## INSTRUCTION
Set down, in full, every record in the block.

## RECORDS TO PROCESS
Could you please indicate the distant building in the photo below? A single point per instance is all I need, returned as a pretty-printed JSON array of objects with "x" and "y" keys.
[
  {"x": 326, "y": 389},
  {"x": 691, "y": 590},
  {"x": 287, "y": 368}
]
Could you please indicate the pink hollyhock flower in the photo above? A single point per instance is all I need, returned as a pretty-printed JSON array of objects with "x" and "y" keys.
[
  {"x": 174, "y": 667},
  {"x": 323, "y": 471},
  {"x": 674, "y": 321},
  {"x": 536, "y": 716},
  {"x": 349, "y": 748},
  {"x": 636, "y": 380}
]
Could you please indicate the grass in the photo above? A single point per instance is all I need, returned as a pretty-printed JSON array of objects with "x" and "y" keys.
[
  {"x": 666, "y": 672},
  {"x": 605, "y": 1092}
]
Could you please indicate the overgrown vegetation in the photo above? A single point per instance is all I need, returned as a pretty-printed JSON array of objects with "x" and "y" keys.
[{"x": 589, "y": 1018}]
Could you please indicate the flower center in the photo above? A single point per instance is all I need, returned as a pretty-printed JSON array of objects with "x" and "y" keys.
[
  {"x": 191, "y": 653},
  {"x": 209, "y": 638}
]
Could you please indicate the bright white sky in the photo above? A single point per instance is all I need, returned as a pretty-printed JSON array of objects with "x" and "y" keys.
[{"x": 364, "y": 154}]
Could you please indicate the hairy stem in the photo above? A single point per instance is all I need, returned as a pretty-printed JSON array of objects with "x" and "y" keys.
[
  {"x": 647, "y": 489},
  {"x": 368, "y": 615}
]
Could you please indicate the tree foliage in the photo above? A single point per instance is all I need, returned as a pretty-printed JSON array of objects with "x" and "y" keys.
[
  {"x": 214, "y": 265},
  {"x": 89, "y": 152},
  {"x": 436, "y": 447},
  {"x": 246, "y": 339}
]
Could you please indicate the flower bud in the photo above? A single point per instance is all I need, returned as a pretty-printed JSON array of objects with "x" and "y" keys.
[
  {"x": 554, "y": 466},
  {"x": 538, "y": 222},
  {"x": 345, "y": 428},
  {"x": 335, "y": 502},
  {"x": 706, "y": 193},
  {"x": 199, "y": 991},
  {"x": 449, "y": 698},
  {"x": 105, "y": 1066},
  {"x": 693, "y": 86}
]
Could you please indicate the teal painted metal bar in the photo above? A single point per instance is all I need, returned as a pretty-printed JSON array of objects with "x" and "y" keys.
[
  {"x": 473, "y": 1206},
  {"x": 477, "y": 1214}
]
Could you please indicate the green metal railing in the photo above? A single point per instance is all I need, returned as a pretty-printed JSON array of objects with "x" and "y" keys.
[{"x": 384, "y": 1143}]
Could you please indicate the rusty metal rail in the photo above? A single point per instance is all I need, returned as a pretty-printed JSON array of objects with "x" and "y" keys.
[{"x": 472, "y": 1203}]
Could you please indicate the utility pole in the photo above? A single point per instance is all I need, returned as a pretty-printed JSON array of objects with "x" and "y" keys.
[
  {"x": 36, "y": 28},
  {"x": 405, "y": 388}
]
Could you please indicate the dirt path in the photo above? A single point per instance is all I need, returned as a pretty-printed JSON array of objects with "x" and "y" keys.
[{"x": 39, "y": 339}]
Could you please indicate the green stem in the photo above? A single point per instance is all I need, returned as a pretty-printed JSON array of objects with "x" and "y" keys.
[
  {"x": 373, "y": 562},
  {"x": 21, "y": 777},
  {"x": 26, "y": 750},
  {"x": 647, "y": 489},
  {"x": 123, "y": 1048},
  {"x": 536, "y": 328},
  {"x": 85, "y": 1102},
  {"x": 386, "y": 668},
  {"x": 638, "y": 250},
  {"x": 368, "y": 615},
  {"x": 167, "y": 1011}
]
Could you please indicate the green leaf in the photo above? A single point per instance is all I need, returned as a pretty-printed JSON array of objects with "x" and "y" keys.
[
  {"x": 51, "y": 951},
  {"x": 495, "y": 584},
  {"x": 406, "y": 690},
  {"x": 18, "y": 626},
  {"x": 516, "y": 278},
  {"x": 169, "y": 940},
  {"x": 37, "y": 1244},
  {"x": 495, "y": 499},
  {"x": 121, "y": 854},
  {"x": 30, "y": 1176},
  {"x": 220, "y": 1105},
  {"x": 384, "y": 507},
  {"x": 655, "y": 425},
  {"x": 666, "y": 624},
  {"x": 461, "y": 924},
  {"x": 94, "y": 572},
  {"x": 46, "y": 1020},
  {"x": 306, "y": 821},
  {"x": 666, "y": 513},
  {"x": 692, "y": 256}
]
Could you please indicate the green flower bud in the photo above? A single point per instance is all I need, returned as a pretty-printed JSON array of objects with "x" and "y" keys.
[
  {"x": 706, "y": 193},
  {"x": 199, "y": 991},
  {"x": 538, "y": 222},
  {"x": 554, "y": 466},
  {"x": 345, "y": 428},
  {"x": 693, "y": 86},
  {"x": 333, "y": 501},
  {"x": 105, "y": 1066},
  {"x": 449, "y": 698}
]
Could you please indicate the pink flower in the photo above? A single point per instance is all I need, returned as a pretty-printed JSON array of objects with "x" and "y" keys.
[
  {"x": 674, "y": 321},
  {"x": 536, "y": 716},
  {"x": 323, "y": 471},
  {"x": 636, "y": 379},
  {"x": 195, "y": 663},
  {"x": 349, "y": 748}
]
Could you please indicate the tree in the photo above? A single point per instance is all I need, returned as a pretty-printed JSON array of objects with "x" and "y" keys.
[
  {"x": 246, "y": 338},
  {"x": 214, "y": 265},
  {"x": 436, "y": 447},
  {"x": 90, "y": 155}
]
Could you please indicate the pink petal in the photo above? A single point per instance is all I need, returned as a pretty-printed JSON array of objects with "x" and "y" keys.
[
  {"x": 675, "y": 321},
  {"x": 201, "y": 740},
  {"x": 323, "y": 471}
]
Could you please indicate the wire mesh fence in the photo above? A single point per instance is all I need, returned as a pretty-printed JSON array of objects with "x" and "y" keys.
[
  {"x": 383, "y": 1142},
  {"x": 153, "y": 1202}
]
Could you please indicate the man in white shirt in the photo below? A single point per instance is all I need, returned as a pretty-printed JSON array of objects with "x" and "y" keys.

## THE REPLY
Could you please indicate the distant building in the photo below? A single point per instance is all I need, returned as a pretty-printed JSON array of objects with "x" and "y" keys.
[
  {"x": 326, "y": 389},
  {"x": 691, "y": 590},
  {"x": 287, "y": 368}
]
Could you please indicate the pink hollyhock flower in the photo above? A single point per instance is all I need, returned as a pretty-printed JSON array of objects with "x" and "y" keys.
[
  {"x": 174, "y": 667},
  {"x": 323, "y": 471},
  {"x": 674, "y": 321},
  {"x": 536, "y": 716},
  {"x": 349, "y": 748},
  {"x": 636, "y": 380}
]
Could you please indicate the grass in the photo above? A single point per instance is all I need, returned as a pretty-printed JSON array of objects with "x" and "y" keys.
[
  {"x": 666, "y": 672},
  {"x": 605, "y": 1092}
]
Could you please indicate the overgrown vegetation in the photo above? A single point per instance is all I need, returned as a pretty-printed JSON array of objects with "x" and "y" keys.
[{"x": 589, "y": 1018}]
Could you please indicate the flower center in the photo above? A single point per instance is all I need, returned as a pretty-printed JSON array of objects with "x" and "y" keys.
[
  {"x": 191, "y": 653},
  {"x": 209, "y": 638}
]
Could you please indicate the bright white sky in the photo above? A single point per instance is all I need, returned as a pretty-printed JSON array of objects with "x" and "y" keys.
[{"x": 364, "y": 154}]
Could you please indicate the hairy stem in the photo above? A single point per instance is all I need, returned as a pretty-printed JSON array of objects with "x" and "y" keys.
[
  {"x": 647, "y": 489},
  {"x": 368, "y": 615}
]
Could you please indicate the tree foliage in the photo above? A single point per instance is all I need, returned as a pretty-printed JSON array of objects with "x" and "y" keys.
[
  {"x": 214, "y": 265},
  {"x": 89, "y": 152},
  {"x": 436, "y": 447},
  {"x": 246, "y": 339}
]
Could you please indicate the flower bud in the photo above? A single point per instance is all I need, returned as a pretty-printed JSON array of objects with "x" and "y" keys.
[
  {"x": 554, "y": 466},
  {"x": 538, "y": 222},
  {"x": 345, "y": 428},
  {"x": 335, "y": 502},
  {"x": 706, "y": 193},
  {"x": 199, "y": 991},
  {"x": 449, "y": 698},
  {"x": 105, "y": 1066},
  {"x": 693, "y": 86}
]
Could you please indicate the teal painted metal bar in the photo above? A single point per instance is all I need, returned as a pretty-printed JSON array of objects with "x" and "y" keys.
[
  {"x": 473, "y": 1206},
  {"x": 477, "y": 1214}
]
Could you please indicate the green metal railing in the photo above? A single point per instance is all I need, returned as a pretty-printed JSON array of objects with "x" and "y" keys.
[{"x": 384, "y": 1143}]
Could you please indicate the rusty metal rail in the photo above? A single point per instance is all I need, returned as a pretty-printed JSON array of objects with "x" and "y" keys.
[{"x": 472, "y": 1203}]
Could you please indicate the utility pole in the photo above? A single point per instance is all I need, returned as a pretty-printed JSON array of objects with "x" and "y" keys.
[
  {"x": 36, "y": 28},
  {"x": 405, "y": 388}
]
Could you please indicate the dirt path in the photo above? A single point per instance is all I need, returned as a pretty-printed JSON array of objects with "x" and "y" keys.
[{"x": 39, "y": 339}]
Could you please indicate the green stem in the photo above? A single point per instance is all I need, returned as a pretty-printed JSON array of objects with "x" and "y" keys.
[
  {"x": 373, "y": 562},
  {"x": 21, "y": 777},
  {"x": 26, "y": 750},
  {"x": 647, "y": 489},
  {"x": 123, "y": 1048},
  {"x": 536, "y": 328},
  {"x": 85, "y": 1102},
  {"x": 386, "y": 668},
  {"x": 638, "y": 250},
  {"x": 368, "y": 615},
  {"x": 167, "y": 1011}
]
Could you please indicate the green leaf in the photo above? A single point per instance is all I need, returned as a pretty-printed JSON array of objects with "x" and "y" keys.
[
  {"x": 51, "y": 951},
  {"x": 495, "y": 584},
  {"x": 406, "y": 690},
  {"x": 18, "y": 626},
  {"x": 516, "y": 278},
  {"x": 169, "y": 940},
  {"x": 37, "y": 1244},
  {"x": 495, "y": 499},
  {"x": 121, "y": 854},
  {"x": 30, "y": 1176},
  {"x": 220, "y": 1105},
  {"x": 384, "y": 507},
  {"x": 655, "y": 425},
  {"x": 666, "y": 624},
  {"x": 461, "y": 924},
  {"x": 94, "y": 572},
  {"x": 46, "y": 1020},
  {"x": 306, "y": 821},
  {"x": 666, "y": 513},
  {"x": 692, "y": 256}
]
Could you please indicate the green flower bud in the photo above? A single point per instance is all I need, returned as a pretty-printed JSON array of objects with "x" and "y" keys.
[
  {"x": 706, "y": 193},
  {"x": 199, "y": 991},
  {"x": 538, "y": 222},
  {"x": 554, "y": 466},
  {"x": 345, "y": 428},
  {"x": 693, "y": 86},
  {"x": 333, "y": 501},
  {"x": 105, "y": 1066},
  {"x": 449, "y": 698}
]
Could you please indicate the pink flower in the photo above? A single point per instance is all I need, returned as a pretty-printed JSON array of objects with "x" and "y" keys.
[
  {"x": 674, "y": 321},
  {"x": 536, "y": 716},
  {"x": 323, "y": 471},
  {"x": 636, "y": 379},
  {"x": 195, "y": 663},
  {"x": 349, "y": 748}
]
Could you please indicate the tree in the photo above? A single point per instance is all I need, returned as a pretty-printed JSON array of objects with "x" and "y" keys.
[
  {"x": 246, "y": 338},
  {"x": 214, "y": 265},
  {"x": 436, "y": 447},
  {"x": 90, "y": 155}
]
Could you please indicate the pink petal in the photo above? A single point per instance is all I need, returned as a pretty-printed JSON array of objects with "x" and "y" keys.
[
  {"x": 675, "y": 321},
  {"x": 201, "y": 740},
  {"x": 323, "y": 471}
]
Could you please indicate the wire mesh fence in the photo above? A single point per instance is all I need, returned as a pretty-printed JSON array of objects with "x" and "y" keys.
[
  {"x": 383, "y": 1142},
  {"x": 153, "y": 1202}
]
Could you please indicate the man in white shirt in the photo below? A single point per instance is all I need, returned as a pretty-printed JSON array of objects with "x" and "y" keys.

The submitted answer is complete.